== Provided text ==
————
What do the seed them with?  Ice cubes?  Do they need to be watered?  Do the need sun to grow?

Do seeded bumps feel pain?


----------



## wa-loaf (Jan 6, 2011)




----------



## campgottagopee (Jan 6, 2011)

deadheadskier said:


> contrary to your opinion Camp, 99% of moderation of this forum comes at the request of the members via reported posts regarding personal attacks.  The majority of those requests are ignored as for the most part the forum moderates itself.
> 
> It is obvious that you wish there were more flame wars here.  If flame wars are what you are after, there are numerous places on the internet to find them.



You just don't get, it's ok.



Greg said:


> Not enough Sundown threads lately. That's the problem.



Now this was funny....get it???


----------



## frankm938 (Jan 6, 2011)
————
== List of tasks ==
A) In the forum thread, what problem does Greg point to?
B) Echo the records below line for line, omitting the pictures.

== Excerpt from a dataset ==
————
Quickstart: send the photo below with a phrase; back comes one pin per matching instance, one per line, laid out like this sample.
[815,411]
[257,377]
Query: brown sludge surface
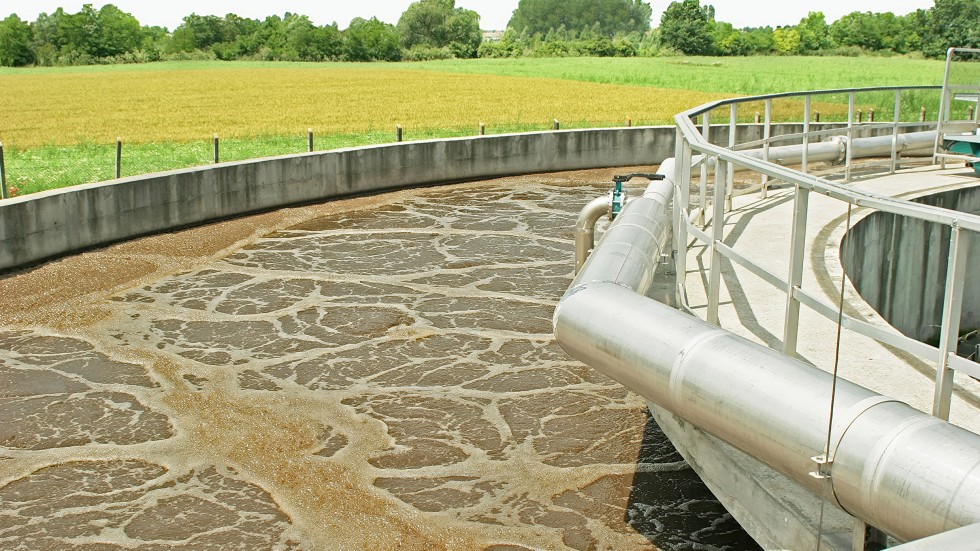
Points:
[370,373]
————
== Exercise results ==
A) Not enough Sundown threads lately.

B)
Quickstart: send the photo below with a phrase; back comes one pin per matching instance, one per line, laid out like this sample.
[815,411]
[257,377]
Query: brown sludge surface
Points:
[370,373]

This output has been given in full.